• Dataset records

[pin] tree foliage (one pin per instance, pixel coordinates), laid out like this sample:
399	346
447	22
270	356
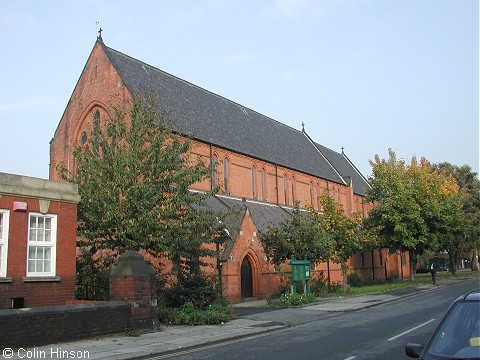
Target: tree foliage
415	206
344	231
330	235
299	236
134	177
465	240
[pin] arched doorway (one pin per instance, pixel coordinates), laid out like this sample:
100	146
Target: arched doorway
246	278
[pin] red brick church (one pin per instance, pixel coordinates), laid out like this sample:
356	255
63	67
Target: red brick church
261	165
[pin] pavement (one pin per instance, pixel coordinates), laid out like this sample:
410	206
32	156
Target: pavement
254	319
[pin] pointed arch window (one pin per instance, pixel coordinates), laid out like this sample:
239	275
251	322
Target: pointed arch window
254	185
293	190
312	196
225	174
96	131
263	179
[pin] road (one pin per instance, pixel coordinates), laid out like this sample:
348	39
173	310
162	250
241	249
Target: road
379	332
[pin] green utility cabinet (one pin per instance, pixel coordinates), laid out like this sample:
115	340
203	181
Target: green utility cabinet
300	273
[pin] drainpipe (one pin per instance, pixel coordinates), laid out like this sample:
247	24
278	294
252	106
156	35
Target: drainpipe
373	264
211	167
276	180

• Exercise details
Leaving all pictures aside, quote each record exactly.

• Response
[pin] tree foliage (one pin per instance, pixel coordinates), laid out like this sample:
399	346
447	22
270	356
Target: tree foliage
415	206
344	231
330	235
299	236
134	177
465	240
[pin] arched doorway (one pin per instance, pixel coordinates), laid out like this sample:
100	146
Target: arched doorway
246	278
[pin] red brick church (one pin per instance, pixel coordinates), laid out like this sample:
356	255
63	67
Target: red brick church
261	165
[pin] pavement (one pin per instance, pixel coordinates), laid out like this sample:
410	206
32	156
Target: pavement
254	319
[pin] pointed arch window (one pin per instance, pixel coordinates), laid out like this sample:
239	275
251	322
Target: pointed arch window
254	185
293	190
312	196
225	174
96	131
263	179
[pin] road (one pin per instance, pixel coordinates), laid out like this sample:
348	39
173	310
162	250
241	249
Target: road
379	332
[pin] green utility cabinet (one pin per instance, pixel coordinates), laid out like this sample:
115	340
203	181
Target: green utility cabinet
300	273
[pin] drainpipe (one pin per instance, pixel coordinates), laid out like this sample:
247	24
278	294
252	106
156	35
Target: drainpipe
373	264
211	167
276	180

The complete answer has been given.